▶ _Records from a collection_:
>> Begin

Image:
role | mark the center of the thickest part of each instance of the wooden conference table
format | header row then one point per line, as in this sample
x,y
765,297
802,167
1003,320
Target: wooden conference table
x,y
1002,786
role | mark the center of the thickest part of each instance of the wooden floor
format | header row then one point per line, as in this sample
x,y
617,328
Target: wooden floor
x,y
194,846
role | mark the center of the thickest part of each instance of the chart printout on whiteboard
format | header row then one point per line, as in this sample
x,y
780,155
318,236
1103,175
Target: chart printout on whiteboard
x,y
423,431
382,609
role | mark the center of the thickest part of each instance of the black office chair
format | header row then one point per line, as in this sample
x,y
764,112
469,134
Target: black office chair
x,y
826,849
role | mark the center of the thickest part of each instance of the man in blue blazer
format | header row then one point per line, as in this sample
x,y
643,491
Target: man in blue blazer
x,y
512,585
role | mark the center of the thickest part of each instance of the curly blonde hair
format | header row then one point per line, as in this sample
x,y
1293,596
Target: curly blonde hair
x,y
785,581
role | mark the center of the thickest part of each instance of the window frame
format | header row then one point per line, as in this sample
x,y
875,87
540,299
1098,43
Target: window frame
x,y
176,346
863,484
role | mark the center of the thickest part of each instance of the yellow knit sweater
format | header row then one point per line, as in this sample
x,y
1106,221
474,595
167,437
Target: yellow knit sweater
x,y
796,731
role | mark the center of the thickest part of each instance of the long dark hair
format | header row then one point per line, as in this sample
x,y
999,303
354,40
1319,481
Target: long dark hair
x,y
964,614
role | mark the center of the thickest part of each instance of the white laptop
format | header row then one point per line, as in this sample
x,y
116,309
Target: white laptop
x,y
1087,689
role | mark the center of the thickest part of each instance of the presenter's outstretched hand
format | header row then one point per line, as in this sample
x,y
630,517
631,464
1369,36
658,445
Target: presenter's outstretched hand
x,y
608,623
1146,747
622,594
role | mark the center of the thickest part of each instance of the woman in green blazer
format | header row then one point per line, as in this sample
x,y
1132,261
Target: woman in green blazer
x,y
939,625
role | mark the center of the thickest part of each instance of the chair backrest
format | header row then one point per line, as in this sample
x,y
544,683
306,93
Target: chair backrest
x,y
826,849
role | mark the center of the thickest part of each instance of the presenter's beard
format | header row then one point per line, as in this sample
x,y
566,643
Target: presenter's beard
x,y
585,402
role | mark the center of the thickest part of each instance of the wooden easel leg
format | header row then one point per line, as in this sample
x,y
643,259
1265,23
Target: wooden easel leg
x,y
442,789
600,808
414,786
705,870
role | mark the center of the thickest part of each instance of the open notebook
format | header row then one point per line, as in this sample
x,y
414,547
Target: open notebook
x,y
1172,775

>> End

▶ _The request_:
Copy all of the records above line for line, without changing anything.

▶ _Solved exercise_:
Image:
role | mark the center of the thickest part of each instance of the wooden conference table
format | header row then one point per line, as in this sample
x,y
765,297
802,167
1003,320
Target: wooden conference table
x,y
1002,786
role | mark the center of the thickest part of each instance of the wooden floor
format | header row then one point per line, as in this sample
x,y
617,328
Target: wooden floor
x,y
194,846
role | mark the center of the thickest part of each instance of the chart printout on whiteboard
format | header row then one point per line, as in this sample
x,y
780,155
318,236
1103,175
Target: chart printout on whiteboard
x,y
423,431
382,609
role | mark the center of the thickest part of each instance of the black office chair
format | header row then one point per line, as in this sample
x,y
764,112
469,134
Target: black office chair
x,y
826,849
role | mark the center of the thickest part of each instance of the man in blue blazer
format | header row then one point per line, as in this sample
x,y
643,491
Target: man in blue blazer
x,y
512,585
role | mark the center of the thickest part of each instance of the curly blonde hair
format | header row then one point per line, as in this sample
x,y
1293,596
Target: curly blonde hair
x,y
785,581
role | mark the center of the thickest part of each instance of the window frame
format | header row then one point per line, as in this sample
x,y
875,87
540,299
1098,43
Target: window frame
x,y
176,346
863,484
role | mark the center of the thickest part of each instance of the yellow knit sweater
format | header row then one point per line, as in this sample
x,y
1106,221
474,595
167,437
Target: yellow knit sweater
x,y
796,731
role | mark the center of the thickest part of each instance of the long dark hair
format | header row then one point per line, as in this sample
x,y
999,303
354,40
1319,481
Target: long dark hair
x,y
964,614
role | mark the center of the thickest part of each instance of the white laptop
format | header row then one point per line, as in this sample
x,y
116,309
Target: white laptop
x,y
1087,689
role | mark the center of the thickest part of each instance of the presenter's outstretched hand
format | header row then one point per line, as in this sample
x,y
630,517
631,464
1369,36
658,445
Target: presenter's outstretched hand
x,y
608,623
1146,747
622,594
role | mark the center of the thickest part of each instance of the woman in green blazer
format | header row then one point per line, as in this sample
x,y
1132,261
Target: woman in green blazer
x,y
939,625
role | mark the center of the thickest part of each instance of the chair backrest
format | header row then one point per line, as in this sample
x,y
544,683
306,93
Target: chair backrest
x,y
826,849
role | mark the center of the thickest part of each instance of the presenter's beard
format | header row then one point per line, as in this sample
x,y
566,643
Target: presenter's beard
x,y
585,402
role | mark the center of the thickest part of each instance of the wooden easel leg
format | header row then one point per line, as in this sample
x,y
643,259
1265,23
Target: wooden easel leg
x,y
442,789
600,808
414,786
705,870
role | mark the center of the thickest part of each instance of the open notebook
format | header row then one point per line, as in this sample
x,y
414,547
Target: open notebook
x,y
1172,775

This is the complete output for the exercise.